**Task description**: Here are some entries; quote each one exactly.

(Dataset entries)

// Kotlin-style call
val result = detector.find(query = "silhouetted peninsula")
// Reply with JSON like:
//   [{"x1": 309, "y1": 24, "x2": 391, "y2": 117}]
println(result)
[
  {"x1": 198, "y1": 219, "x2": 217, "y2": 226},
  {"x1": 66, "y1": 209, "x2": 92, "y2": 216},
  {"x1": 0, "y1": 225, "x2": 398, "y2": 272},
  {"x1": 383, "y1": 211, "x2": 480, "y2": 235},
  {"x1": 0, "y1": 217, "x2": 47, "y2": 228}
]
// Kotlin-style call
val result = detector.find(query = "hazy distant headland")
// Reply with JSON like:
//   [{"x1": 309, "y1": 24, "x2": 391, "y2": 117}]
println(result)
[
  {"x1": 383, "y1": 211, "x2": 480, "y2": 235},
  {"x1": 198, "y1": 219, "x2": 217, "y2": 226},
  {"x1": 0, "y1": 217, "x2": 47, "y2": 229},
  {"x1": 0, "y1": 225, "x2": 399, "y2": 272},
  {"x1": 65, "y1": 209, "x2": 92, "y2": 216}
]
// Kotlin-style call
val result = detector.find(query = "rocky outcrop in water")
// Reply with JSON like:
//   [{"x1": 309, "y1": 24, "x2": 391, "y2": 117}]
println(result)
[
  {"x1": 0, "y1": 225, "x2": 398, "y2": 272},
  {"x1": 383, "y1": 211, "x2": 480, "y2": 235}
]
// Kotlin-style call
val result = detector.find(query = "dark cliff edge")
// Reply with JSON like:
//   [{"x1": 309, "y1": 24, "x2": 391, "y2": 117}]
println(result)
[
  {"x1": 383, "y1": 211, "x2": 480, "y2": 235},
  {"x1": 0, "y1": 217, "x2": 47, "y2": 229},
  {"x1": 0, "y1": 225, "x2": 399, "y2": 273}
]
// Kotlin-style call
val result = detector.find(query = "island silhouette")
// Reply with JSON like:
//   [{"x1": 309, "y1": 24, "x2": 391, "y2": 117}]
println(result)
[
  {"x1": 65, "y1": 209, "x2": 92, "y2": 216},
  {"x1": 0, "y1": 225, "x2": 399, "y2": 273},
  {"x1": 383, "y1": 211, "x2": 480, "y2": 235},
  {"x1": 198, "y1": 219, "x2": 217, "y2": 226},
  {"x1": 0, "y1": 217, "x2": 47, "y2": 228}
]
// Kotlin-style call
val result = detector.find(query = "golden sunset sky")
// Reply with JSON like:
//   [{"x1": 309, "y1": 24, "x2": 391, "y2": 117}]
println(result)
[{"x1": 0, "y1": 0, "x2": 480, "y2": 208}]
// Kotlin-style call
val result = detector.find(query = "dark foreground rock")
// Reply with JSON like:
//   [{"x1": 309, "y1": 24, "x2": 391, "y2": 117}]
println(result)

**Answer for the task**:
// Kotlin-style call
val result = detector.find(query = "silhouetted peninsula")
// Reply with JSON like:
//   [{"x1": 309, "y1": 24, "x2": 391, "y2": 117}]
println(result)
[
  {"x1": 198, "y1": 219, "x2": 217, "y2": 226},
  {"x1": 66, "y1": 209, "x2": 92, "y2": 216},
  {"x1": 0, "y1": 225, "x2": 398, "y2": 272},
  {"x1": 383, "y1": 211, "x2": 480, "y2": 235},
  {"x1": 0, "y1": 217, "x2": 47, "y2": 228}
]
// Kotlin-style call
val result = detector.find(query = "hazy distant headland")
// Reply with JSON like:
//   [{"x1": 309, "y1": 24, "x2": 391, "y2": 117}]
println(result)
[
  {"x1": 383, "y1": 211, "x2": 480, "y2": 235},
  {"x1": 198, "y1": 219, "x2": 217, "y2": 226},
  {"x1": 0, "y1": 217, "x2": 47, "y2": 229},
  {"x1": 0, "y1": 225, "x2": 399, "y2": 272},
  {"x1": 65, "y1": 209, "x2": 92, "y2": 216}
]
// Kotlin-style call
val result = detector.find(query = "rocky outcrop in water")
// Reply with JSON like:
//   [{"x1": 309, "y1": 24, "x2": 391, "y2": 117}]
println(result)
[
  {"x1": 0, "y1": 225, "x2": 398, "y2": 272},
  {"x1": 383, "y1": 211, "x2": 480, "y2": 235}
]
// Kotlin-style call
val result = detector.find(query = "dark cliff edge")
// Reply with JSON like:
//   [{"x1": 309, "y1": 24, "x2": 391, "y2": 117}]
println(result)
[
  {"x1": 383, "y1": 211, "x2": 480, "y2": 235},
  {"x1": 0, "y1": 217, "x2": 47, "y2": 229},
  {"x1": 0, "y1": 225, "x2": 399, "y2": 273}
]
// Kotlin-style call
val result = detector.find(query = "island silhouette")
// Reply with JSON like:
//   [{"x1": 309, "y1": 24, "x2": 391, "y2": 117}]
println(result)
[
  {"x1": 65, "y1": 209, "x2": 92, "y2": 216},
  {"x1": 0, "y1": 225, "x2": 399, "y2": 273},
  {"x1": 383, "y1": 211, "x2": 480, "y2": 235},
  {"x1": 198, "y1": 219, "x2": 217, "y2": 226},
  {"x1": 0, "y1": 217, "x2": 47, "y2": 228}
]
// Kotlin-style call
val result = detector.find(query = "golden sunset sky")
// Reply with JSON like:
//   [{"x1": 309, "y1": 24, "x2": 391, "y2": 117}]
println(result)
[{"x1": 0, "y1": 0, "x2": 480, "y2": 208}]
// Kotlin-style call
val result = detector.find(query = "dark foreground rock")
// Reply with JSON like:
//   [{"x1": 309, "y1": 24, "x2": 391, "y2": 117}]
println(result)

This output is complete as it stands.